[REQUIRED WORK] Please count how many lines of the data include the word "undergrowth". Give only that number in reply.

[Records from a collection]

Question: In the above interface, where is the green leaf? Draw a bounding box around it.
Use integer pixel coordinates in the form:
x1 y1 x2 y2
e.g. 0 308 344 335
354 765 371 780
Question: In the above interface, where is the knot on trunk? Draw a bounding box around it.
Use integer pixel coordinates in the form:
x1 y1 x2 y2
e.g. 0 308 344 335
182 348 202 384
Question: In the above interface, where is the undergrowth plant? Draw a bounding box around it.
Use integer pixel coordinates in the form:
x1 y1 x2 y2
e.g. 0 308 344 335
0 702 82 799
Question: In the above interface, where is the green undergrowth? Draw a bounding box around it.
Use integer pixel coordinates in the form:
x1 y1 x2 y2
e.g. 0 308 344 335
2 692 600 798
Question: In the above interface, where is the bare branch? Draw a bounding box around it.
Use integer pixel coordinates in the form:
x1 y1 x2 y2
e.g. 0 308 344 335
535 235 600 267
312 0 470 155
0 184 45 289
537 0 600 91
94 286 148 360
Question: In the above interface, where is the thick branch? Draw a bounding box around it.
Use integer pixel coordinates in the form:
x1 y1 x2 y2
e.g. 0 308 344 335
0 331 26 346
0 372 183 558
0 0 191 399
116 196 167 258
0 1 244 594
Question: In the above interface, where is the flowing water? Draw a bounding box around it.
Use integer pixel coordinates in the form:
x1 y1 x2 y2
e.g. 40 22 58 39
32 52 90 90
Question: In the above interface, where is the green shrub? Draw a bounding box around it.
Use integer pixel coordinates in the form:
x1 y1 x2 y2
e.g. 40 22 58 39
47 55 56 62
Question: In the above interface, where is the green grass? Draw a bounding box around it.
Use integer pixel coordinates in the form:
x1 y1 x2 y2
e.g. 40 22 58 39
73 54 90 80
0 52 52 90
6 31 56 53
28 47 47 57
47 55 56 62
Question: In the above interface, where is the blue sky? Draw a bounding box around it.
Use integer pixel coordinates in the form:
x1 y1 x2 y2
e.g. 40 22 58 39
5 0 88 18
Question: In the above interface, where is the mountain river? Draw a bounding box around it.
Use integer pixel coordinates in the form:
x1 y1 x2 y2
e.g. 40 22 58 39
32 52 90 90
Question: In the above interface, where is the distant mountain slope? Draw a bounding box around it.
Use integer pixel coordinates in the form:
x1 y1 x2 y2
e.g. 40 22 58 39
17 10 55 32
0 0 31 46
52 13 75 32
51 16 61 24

[TASK RESULT] 2